Labeled-object pointing entries
::::

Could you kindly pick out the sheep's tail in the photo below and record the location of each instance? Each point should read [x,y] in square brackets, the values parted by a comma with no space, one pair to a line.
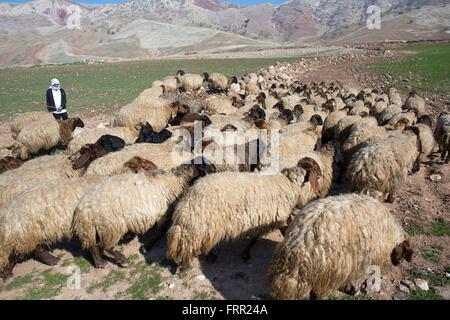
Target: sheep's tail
[5,252]
[286,287]
[178,244]
[20,150]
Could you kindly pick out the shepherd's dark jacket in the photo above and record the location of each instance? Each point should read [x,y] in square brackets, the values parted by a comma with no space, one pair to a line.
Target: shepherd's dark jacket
[51,102]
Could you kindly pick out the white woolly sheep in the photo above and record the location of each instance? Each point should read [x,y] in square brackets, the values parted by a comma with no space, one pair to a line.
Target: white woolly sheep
[36,171]
[137,203]
[230,206]
[331,243]
[40,216]
[44,135]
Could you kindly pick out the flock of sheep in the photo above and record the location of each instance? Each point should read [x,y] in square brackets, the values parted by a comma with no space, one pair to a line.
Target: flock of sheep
[164,163]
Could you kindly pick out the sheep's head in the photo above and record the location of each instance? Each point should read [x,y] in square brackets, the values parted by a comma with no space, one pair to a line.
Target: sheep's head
[86,156]
[287,116]
[313,173]
[279,106]
[316,120]
[9,163]
[401,252]
[426,120]
[74,123]
[138,165]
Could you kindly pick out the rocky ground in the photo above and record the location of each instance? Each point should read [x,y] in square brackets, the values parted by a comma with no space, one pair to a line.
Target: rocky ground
[422,206]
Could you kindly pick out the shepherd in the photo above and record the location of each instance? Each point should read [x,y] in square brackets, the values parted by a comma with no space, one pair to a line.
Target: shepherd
[56,100]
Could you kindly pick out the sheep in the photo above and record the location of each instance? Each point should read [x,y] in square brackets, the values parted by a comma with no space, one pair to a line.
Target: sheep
[343,127]
[90,136]
[216,82]
[148,135]
[220,106]
[90,152]
[252,89]
[138,202]
[360,132]
[331,243]
[188,82]
[158,114]
[442,135]
[9,163]
[415,103]
[139,165]
[378,107]
[40,216]
[330,123]
[169,84]
[229,206]
[381,165]
[44,135]
[35,171]
[164,155]
[238,158]
[389,112]
[394,97]
[21,120]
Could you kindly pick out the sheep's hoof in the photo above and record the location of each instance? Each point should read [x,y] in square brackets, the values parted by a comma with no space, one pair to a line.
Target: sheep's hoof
[6,275]
[46,257]
[391,198]
[100,264]
[211,257]
[247,258]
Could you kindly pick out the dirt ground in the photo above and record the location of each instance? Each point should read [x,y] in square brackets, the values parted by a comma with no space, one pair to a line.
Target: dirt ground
[422,207]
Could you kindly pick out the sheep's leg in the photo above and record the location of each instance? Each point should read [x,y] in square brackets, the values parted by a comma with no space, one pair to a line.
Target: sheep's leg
[246,253]
[119,257]
[7,272]
[45,256]
[283,230]
[391,197]
[185,265]
[162,232]
[348,288]
[97,256]
[211,257]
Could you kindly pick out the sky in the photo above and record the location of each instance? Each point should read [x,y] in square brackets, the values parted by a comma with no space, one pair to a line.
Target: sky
[242,2]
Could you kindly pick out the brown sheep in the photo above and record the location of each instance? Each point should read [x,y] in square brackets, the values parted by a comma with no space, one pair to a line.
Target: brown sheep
[140,165]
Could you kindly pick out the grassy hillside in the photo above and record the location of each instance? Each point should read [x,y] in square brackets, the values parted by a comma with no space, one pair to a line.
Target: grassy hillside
[427,71]
[105,85]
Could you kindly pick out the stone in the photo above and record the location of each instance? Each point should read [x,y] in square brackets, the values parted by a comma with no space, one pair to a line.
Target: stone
[435,177]
[200,277]
[409,284]
[403,289]
[422,284]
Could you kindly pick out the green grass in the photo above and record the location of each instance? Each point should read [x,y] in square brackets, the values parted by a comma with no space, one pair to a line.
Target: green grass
[434,280]
[104,86]
[107,282]
[18,282]
[428,71]
[46,286]
[420,294]
[439,228]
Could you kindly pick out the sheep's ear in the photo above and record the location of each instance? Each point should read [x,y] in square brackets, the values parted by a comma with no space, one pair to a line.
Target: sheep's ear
[316,120]
[229,127]
[397,255]
[313,171]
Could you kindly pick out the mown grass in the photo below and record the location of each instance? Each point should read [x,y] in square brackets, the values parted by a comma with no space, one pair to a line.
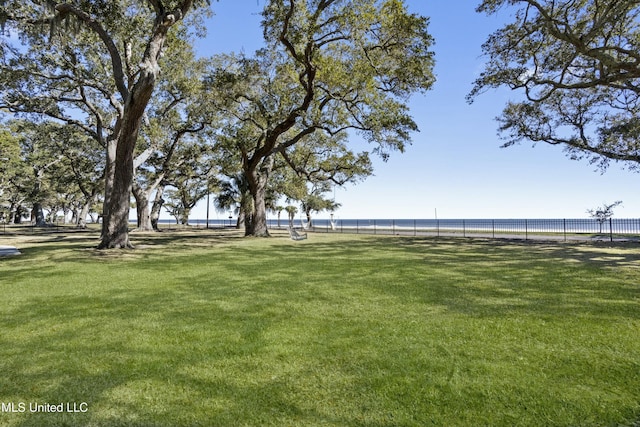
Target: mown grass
[213,329]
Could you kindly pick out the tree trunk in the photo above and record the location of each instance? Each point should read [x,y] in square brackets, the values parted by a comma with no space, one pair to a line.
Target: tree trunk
[116,219]
[142,208]
[115,233]
[256,226]
[38,214]
[158,201]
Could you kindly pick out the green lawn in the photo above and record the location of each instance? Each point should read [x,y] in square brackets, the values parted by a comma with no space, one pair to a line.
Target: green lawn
[212,329]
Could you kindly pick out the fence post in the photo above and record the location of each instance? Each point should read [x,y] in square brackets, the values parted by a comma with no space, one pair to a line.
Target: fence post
[611,229]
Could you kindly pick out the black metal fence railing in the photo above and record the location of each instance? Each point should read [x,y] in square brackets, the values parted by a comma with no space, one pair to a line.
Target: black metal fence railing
[558,229]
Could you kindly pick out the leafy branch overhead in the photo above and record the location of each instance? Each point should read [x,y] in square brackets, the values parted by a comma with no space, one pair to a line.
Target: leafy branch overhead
[577,64]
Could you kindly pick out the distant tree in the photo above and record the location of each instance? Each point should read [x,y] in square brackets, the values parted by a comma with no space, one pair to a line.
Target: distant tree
[603,213]
[577,63]
[314,201]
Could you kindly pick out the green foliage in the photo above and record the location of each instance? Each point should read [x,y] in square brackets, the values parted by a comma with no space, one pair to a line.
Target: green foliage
[211,329]
[577,65]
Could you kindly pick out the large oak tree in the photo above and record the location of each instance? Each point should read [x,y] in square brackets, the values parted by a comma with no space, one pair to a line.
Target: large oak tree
[93,65]
[330,67]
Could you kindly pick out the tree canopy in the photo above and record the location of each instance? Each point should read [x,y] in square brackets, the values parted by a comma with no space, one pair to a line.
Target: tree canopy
[330,69]
[577,64]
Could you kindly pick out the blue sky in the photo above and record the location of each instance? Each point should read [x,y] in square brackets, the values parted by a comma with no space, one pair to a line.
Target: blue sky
[455,164]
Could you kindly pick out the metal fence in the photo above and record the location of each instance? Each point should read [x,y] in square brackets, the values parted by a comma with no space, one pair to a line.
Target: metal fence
[557,229]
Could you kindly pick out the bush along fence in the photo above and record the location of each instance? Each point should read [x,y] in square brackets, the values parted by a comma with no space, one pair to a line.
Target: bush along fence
[557,229]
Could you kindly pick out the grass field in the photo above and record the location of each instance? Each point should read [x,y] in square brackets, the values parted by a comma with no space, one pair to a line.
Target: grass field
[208,328]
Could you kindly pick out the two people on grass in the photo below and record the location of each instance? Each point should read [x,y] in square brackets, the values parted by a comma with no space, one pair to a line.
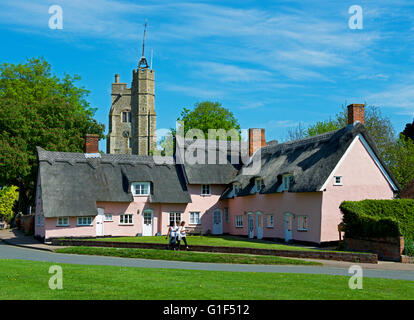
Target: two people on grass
[176,234]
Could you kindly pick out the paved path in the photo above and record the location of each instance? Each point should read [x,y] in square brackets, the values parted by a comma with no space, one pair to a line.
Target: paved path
[18,238]
[13,252]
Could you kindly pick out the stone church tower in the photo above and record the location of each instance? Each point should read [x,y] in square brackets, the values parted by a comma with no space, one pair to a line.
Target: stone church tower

::::

§ **Stated exercise**
From the line that holds "Could you kindly pick out the two" to the last line of the records, please copy each line exactly and nothing else. Pictures stay out.

§ **Output below**
Could you kindly pick out the two people on grass in the photo below and record the location of each instance? Each point should read [x,y] in square brackets, the values parted by a comma with no space, one pair to a line.
Target: two people on grass
[176,234]
Could you kindly pick out the paved path in the photo above and record the location of each instance? Each point should read [x,y] in square brackets, the values parted by a comma with no space, one pair to a line.
Target: paved path
[18,238]
[13,252]
Could you kindly pick out the stone church tower in the photo above and record the location of each instance? Each point should read [x,y] in square brackets, the values parted by a comma with no space, one pair to a line.
Target: stone church tower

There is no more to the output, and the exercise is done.